**Short problem:** Reproduce all lines of the material below, requests included, without the pictures, scaling every point coordinate in the answers by 2.35 and rounding each to a whole number, with halves rounded up. Leave the numbers in the requests and their format samples unchanged.

**Data to process:**
+ + + + + + +

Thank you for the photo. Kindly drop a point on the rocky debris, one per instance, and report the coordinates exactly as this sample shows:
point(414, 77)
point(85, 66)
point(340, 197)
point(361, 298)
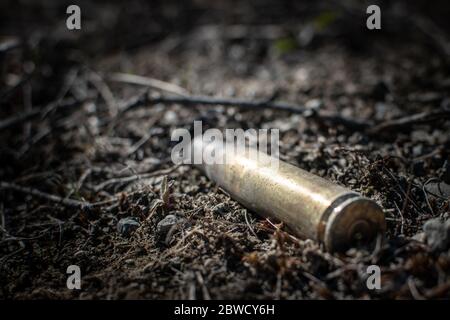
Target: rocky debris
point(127, 225)
point(166, 224)
point(437, 234)
point(220, 209)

+ + + + + + +

**Response to this task:**
Thank you for the photo. Kindly drop a point on the rocky debris, one per instance, and report the coordinates exactly as this sample shows:
point(414, 77)
point(85, 66)
point(340, 197)
point(361, 298)
Target: rocky debris
point(298, 529)
point(390, 526)
point(1027, 550)
point(517, 491)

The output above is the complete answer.